## TASK DESCRIPTION
What is needed is every line, exactly as given, from the line containing "the forest floor" through the end of the data below.

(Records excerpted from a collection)
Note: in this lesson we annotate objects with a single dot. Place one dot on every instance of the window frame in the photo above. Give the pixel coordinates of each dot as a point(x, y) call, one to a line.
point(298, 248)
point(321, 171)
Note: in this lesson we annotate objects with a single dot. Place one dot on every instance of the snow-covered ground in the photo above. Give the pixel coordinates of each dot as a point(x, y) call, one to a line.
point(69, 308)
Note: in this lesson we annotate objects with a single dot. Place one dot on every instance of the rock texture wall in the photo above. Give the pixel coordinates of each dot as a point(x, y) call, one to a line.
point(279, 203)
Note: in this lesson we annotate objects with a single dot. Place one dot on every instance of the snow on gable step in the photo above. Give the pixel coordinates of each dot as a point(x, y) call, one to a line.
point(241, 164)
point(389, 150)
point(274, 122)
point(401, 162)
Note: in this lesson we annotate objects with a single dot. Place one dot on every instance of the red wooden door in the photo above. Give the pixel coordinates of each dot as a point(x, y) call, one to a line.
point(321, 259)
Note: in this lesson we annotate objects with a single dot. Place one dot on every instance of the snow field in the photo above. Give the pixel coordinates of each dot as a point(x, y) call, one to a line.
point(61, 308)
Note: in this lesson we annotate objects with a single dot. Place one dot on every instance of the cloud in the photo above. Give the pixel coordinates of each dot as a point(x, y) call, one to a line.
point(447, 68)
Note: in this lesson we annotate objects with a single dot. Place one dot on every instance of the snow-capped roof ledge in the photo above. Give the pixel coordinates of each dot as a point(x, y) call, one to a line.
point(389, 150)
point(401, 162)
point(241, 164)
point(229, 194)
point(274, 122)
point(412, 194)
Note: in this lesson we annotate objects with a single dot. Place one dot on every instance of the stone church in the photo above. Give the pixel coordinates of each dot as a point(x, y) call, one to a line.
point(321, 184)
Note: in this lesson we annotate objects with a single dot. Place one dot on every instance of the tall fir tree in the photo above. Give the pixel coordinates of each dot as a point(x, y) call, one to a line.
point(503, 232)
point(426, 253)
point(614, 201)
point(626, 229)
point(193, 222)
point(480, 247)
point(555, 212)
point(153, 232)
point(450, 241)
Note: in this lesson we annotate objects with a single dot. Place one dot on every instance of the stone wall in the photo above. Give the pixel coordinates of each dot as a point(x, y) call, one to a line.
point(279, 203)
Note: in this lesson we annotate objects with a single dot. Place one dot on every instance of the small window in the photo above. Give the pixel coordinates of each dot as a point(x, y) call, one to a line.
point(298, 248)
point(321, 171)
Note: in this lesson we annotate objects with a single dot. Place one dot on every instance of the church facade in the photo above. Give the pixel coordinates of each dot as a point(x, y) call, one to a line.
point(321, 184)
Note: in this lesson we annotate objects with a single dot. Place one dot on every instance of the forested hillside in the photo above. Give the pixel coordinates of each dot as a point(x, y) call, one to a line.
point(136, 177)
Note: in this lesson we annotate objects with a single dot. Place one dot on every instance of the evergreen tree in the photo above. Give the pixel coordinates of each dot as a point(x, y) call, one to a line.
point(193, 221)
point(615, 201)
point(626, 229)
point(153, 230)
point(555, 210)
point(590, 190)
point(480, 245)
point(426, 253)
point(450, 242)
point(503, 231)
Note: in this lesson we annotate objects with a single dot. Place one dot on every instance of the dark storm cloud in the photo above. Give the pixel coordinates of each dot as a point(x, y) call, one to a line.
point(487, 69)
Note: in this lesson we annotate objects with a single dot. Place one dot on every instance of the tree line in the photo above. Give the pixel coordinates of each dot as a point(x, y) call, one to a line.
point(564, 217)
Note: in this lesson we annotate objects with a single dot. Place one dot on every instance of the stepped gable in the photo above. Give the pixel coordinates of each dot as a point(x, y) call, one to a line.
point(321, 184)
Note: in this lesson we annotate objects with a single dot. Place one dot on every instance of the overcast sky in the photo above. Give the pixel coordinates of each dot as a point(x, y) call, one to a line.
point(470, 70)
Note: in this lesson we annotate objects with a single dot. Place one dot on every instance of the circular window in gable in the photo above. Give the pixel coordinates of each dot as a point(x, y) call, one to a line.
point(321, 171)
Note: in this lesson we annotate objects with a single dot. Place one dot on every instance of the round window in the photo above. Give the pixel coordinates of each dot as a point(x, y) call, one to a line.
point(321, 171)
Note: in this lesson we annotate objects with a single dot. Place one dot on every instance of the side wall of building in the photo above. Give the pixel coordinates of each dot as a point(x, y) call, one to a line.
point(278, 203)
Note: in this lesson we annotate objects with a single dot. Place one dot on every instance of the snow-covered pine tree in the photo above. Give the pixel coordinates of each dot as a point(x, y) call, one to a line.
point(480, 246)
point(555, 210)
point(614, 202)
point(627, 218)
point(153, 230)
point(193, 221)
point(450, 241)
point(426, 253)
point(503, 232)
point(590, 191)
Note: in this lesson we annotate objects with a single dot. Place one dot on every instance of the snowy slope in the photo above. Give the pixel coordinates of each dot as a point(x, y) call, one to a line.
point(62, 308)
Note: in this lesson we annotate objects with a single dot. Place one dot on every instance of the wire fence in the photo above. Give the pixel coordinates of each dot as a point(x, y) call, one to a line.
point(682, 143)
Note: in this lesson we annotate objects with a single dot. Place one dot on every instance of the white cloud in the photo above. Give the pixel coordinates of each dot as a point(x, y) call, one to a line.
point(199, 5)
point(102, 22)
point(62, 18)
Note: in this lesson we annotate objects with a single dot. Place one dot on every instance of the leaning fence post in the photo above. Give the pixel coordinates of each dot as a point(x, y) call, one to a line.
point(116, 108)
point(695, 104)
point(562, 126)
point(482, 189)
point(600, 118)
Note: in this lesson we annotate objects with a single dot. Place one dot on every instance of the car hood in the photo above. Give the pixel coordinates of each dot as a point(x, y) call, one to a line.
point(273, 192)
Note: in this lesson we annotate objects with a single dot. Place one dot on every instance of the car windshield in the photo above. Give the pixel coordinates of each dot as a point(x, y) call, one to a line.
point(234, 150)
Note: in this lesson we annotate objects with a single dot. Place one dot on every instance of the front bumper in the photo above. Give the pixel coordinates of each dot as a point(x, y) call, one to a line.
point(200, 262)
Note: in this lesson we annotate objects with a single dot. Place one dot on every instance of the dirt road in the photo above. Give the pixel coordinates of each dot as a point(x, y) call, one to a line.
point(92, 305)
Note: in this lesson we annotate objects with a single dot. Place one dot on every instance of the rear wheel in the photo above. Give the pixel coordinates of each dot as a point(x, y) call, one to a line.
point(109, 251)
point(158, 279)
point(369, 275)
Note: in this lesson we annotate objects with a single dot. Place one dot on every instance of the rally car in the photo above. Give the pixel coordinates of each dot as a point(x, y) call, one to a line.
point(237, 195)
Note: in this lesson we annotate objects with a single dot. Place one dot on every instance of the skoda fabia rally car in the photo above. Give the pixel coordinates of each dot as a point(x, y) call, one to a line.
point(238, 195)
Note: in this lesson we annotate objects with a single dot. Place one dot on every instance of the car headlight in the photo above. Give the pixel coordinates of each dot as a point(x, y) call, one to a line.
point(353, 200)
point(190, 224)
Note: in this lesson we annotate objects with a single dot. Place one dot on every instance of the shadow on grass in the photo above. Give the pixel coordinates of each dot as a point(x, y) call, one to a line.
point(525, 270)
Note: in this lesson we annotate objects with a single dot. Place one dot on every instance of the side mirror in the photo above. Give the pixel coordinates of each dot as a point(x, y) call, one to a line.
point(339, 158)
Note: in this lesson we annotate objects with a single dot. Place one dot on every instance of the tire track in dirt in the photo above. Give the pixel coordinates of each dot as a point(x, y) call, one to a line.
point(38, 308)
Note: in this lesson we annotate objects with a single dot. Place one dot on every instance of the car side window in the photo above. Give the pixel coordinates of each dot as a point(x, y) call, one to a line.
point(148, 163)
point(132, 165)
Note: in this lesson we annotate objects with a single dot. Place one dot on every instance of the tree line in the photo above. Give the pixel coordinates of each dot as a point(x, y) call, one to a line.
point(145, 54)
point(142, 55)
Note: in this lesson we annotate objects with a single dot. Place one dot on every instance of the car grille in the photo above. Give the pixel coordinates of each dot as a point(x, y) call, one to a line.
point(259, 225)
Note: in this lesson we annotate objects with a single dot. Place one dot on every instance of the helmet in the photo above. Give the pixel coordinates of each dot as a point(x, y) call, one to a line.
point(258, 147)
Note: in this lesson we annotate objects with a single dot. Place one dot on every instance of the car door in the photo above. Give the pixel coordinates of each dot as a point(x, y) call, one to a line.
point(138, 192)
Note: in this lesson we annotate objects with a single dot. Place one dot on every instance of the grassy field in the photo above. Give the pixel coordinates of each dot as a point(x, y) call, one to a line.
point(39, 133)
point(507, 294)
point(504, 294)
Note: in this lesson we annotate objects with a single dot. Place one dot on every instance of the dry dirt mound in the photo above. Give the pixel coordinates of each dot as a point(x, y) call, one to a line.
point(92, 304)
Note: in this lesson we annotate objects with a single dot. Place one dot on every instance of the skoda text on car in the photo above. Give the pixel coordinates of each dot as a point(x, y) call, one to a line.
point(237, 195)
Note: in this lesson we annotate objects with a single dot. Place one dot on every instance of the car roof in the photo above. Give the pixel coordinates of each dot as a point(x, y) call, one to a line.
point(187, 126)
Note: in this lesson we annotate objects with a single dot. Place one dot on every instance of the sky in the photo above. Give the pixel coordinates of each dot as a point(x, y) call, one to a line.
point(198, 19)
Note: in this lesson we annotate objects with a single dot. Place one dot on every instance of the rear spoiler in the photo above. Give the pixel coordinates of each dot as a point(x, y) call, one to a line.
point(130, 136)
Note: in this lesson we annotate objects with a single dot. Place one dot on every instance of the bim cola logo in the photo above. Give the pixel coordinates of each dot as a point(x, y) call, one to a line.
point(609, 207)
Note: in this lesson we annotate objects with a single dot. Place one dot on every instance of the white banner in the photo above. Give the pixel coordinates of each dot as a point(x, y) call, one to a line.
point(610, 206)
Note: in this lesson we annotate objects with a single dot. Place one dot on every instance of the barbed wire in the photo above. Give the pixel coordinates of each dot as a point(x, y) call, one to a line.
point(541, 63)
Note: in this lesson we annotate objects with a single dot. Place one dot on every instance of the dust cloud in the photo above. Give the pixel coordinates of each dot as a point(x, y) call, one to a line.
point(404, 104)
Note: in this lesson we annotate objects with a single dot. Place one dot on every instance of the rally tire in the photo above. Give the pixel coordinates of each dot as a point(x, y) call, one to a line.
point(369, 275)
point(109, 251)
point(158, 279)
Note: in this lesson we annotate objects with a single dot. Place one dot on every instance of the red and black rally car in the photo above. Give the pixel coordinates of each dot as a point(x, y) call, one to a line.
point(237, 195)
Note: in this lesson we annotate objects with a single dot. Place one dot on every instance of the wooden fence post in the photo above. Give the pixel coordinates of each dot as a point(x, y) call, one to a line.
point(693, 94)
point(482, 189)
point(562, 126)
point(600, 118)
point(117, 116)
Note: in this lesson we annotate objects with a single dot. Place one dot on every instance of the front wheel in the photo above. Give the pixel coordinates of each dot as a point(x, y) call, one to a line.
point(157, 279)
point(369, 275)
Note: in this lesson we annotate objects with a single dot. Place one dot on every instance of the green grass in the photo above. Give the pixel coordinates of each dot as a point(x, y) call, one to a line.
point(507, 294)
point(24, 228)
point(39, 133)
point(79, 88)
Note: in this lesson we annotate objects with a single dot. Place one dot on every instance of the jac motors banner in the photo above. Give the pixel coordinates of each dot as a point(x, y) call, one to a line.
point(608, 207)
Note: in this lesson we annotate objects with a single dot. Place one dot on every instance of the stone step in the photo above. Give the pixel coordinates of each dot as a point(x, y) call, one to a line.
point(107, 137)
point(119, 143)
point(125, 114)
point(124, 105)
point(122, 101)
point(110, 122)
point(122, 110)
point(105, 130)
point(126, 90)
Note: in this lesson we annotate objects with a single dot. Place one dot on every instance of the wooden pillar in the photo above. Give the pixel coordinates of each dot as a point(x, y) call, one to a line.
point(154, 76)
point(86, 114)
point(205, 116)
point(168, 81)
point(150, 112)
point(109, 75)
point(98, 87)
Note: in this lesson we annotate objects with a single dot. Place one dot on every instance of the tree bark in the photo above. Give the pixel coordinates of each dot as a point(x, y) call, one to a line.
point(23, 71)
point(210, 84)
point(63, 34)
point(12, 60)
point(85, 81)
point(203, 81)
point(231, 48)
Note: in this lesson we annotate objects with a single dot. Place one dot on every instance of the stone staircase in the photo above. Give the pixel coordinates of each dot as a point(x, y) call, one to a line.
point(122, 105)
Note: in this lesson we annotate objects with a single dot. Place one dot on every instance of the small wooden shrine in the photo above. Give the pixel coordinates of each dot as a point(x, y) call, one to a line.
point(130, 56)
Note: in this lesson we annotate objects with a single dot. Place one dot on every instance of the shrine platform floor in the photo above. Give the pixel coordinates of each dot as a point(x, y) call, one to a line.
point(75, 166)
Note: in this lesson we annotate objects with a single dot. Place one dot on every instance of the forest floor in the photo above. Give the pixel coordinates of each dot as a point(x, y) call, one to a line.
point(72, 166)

## OUTPUT FOR THIS TASK
Note: in this lesson we annotate objects with a single dot. Place one dot on every instance of the forest floor in the photo above. Give the pixel coordinates of each dot as a point(x, y) call, one to a line.
point(72, 166)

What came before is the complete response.